◆ **Exercise text**:
####

SERVIA,
YOUNGEST MEMBER OF THE EUROPEAN FAMILY:
OR, A
RESIDENCE IN BELGRADE,
AND
TRAVELS IN THE HIGHLANDS AND WOODLANDS OF THE INTERIOR,
DURING THE YEARS 1843 AND 1844.
BY
ANDREW ARCHIBALD PATON, ESQ.
CHAPTER XXXI.
The Prince.—The Government.—The Senate.—The Minister for Foreign Affairs.—The Minister of the Interior.—Courts of Justice.—Finances.
Kara Georgevitch means son of Kara Georg, his father’s name having been Georg Petrovitch, or son of Peter; this manner of naming being common to all the southern Slaaves, except the Croats and Dalmatians. This is the opposite of the Arabic custom, which confers on a father the title of parent of his eldest son, as Abou-Selim, Abou-Hassan, &c. while his own name is dropped by his friends and family.
The Prince’s household appointments are about £20,000 sterling, and, making allowance for the difference of provisions, servants’ wages, horse keep, &c. is equal to about £50,000 sterling in England, which is not a large sum for a principality of the size of Servia.
The senate consists of twenty-one individuals, four of whom are ministers. The senators are not elected by the people, but are named by the prince, and form an oligarchy composed of the wealthiest and most influential persons. They hold their offices for life; they must be at least thirty-five years, and possess landed property.
The presidency of the senate is an imaginary dignity; the duties of vice-president being performed by M. Stojan Simitch, the herculean figure I have described on my first visit to Belgrade; and it is allowed that he performs his duties with great sagacity, tact, and impartiality. He is a Servian of the old school, speaks Servian and Turkish, but no European language. The revolutions of this country have brought to power many men, like M. Simitch, of good natural talents, and defective education. The rising generation has more instruction, and has entered the career of material improvements; but I doubt if the present red tape routine will produce a race having the shrewdness of their fathers. If these forms—the unavoidable accompaniments of a more advanced stage of society,—circumscribe the sphere of individual exertion, they possess, on the other hand, the advantage of rendering the recurrence of military dictatorship impossible.

####

◆ **Tasks for this exercise**:
(1) Edit the passage on Servia's government from "The Prince’s household" up to and including "size of Servia.", changing "principality" to "country".
(2) List every topic in the chapter heading of the passage on Servia's government.
(3) Write the next part of the passage on Servia's government, continuing from its final sentence.

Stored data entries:
####

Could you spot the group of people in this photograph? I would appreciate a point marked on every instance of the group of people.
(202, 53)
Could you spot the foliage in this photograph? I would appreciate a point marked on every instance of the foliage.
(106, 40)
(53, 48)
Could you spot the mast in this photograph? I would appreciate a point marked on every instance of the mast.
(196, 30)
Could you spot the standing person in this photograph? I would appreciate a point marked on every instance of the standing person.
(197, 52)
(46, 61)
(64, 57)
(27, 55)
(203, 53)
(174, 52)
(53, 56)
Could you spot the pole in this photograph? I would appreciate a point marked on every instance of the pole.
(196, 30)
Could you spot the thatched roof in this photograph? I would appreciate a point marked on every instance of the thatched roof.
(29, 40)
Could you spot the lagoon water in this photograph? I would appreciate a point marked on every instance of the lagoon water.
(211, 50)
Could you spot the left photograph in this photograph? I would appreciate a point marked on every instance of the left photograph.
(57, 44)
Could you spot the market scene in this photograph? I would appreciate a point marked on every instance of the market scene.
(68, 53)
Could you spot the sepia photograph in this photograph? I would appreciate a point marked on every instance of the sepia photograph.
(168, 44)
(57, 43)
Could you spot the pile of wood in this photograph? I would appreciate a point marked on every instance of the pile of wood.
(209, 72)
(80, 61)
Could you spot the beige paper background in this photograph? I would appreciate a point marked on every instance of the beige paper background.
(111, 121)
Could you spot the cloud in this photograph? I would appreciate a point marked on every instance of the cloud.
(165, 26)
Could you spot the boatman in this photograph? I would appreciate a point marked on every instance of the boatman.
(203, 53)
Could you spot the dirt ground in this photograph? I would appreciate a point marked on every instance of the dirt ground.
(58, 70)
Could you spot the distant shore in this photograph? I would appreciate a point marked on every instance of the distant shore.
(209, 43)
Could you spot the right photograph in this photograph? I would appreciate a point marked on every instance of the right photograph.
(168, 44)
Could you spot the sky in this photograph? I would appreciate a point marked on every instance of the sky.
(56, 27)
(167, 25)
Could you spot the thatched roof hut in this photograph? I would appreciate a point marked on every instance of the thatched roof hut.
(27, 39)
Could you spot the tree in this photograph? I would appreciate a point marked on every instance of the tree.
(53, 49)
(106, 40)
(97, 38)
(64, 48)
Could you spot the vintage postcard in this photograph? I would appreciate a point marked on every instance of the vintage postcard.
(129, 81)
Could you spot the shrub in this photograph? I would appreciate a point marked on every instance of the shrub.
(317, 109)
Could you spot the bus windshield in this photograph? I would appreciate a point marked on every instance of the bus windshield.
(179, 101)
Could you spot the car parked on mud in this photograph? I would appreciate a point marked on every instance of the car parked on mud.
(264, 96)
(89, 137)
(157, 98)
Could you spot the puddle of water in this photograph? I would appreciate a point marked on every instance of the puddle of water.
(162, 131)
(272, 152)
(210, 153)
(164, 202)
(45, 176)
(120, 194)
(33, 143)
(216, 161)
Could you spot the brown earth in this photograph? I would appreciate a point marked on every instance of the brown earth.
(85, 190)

####

◆ **Replies**:
(1)
The Prince’s household appointments are about £20,000 sterling, and, making allowance for the difference of provisions, servants’ wages, horse keep, &c. is equal to about £50,000 sterling in England, which is not a large sum for a country of the size of Servia.

(2)
The Prince
The Government
The Senate
The Minister for Foreign Affairs
The Minister of the Interior
Courts of Justice
Finances

(3)
M. Petronievitch, the present minister for foreign affairs, and director of the private chancery of the Prince, is unquestionably the most remarkable public character now in Servia. He passed some time in a commercial house at Trieste, which gave him a knowledge of Italian; and the bustle of a sea-port first enlarged his views. Nine years of his life were passed at Constantinople as a hostage for the Servian nation, guaranteeing the non-renewal of the revolt; no slight act of devotion, when one considers that the obligations of the contracting parties reposed rather on expediency than on moral principles. Here he made the acquaintance of all the leading personages at the Ottoman Porte, and learned colloquial Turkish in perfection. Petronievitch is astute by education and position, but he has a good heart and a capacious intellect, and his defects belong not to the man, but to the man’s education and circumstances. Although placable in his resentments, he is without the usual baser counterpart of such pliant characters, and has never shown himself deficient in moral courage. Most travellers trace in his countenance a resemblance to the busts and portraits of Fox. His moral character bears a miniature resemblance to that which history has ascribed to Macchiavelli.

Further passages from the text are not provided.